*What you are asked to do:*
Reproduce the items below from the line containing "Please tag the large" through the last item, inclusive, substituting "mark" for every "tag" and changing nothing else.

*Entries shown:*

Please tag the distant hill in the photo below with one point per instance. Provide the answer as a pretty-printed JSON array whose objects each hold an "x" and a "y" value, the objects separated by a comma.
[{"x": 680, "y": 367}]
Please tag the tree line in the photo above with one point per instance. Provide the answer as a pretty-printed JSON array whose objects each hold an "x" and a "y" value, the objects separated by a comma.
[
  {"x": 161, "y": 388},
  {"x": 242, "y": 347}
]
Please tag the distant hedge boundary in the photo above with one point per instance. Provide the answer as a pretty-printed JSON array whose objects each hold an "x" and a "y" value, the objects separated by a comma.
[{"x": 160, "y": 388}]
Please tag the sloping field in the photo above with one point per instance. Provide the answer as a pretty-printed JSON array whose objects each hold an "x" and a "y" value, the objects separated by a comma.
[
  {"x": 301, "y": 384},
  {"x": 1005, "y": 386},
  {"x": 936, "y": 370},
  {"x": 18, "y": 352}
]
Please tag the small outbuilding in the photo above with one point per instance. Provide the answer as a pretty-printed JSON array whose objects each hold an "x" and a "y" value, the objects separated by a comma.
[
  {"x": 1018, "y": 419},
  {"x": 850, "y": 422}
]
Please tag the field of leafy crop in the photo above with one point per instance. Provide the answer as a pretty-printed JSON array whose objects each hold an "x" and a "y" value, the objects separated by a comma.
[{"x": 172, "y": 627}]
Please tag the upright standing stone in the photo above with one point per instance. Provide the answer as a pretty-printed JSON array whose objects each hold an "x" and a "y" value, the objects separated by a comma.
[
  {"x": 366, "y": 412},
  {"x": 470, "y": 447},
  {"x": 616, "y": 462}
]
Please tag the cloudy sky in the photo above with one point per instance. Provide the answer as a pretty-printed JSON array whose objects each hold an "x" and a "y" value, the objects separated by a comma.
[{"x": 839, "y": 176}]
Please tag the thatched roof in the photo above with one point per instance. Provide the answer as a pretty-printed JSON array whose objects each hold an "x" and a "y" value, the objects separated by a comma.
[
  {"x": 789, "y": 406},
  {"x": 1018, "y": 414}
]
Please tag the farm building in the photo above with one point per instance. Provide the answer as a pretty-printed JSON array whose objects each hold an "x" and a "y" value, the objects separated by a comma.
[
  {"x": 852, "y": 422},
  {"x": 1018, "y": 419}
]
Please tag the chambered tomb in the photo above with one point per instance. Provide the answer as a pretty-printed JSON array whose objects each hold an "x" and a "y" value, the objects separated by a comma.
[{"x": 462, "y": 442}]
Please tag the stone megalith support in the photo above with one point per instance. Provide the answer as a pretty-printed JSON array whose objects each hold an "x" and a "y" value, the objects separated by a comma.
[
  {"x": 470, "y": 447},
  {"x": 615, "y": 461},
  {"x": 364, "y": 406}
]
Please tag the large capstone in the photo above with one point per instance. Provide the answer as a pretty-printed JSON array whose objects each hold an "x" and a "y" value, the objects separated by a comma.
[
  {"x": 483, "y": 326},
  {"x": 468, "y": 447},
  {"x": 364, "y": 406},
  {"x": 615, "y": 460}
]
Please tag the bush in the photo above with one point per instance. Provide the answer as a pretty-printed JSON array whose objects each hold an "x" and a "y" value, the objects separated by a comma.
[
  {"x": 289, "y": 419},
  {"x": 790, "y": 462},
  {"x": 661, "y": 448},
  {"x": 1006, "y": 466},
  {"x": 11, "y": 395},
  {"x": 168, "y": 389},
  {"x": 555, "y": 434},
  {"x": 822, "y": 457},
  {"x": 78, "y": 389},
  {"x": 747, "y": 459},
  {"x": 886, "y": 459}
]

*Solution to this exercise:*
Please mark the large capstone in the photo above with one point per instance. Provide the answer as a pretty-printed JSON array whose objects each hold an "x" and a "y" value, the objects separated by a comma.
[
  {"x": 483, "y": 326},
  {"x": 468, "y": 447},
  {"x": 364, "y": 406},
  {"x": 615, "y": 460}
]
Please mark the bush in the photo above with one point per instance. Provide the answer as a pretty-printed JSON array whose objects each hold an "x" and a "y" value, the objects separated by a comma.
[
  {"x": 289, "y": 419},
  {"x": 790, "y": 462},
  {"x": 661, "y": 448},
  {"x": 1006, "y": 466},
  {"x": 11, "y": 395},
  {"x": 168, "y": 389},
  {"x": 555, "y": 434},
  {"x": 822, "y": 457},
  {"x": 78, "y": 389},
  {"x": 747, "y": 459},
  {"x": 886, "y": 459}
]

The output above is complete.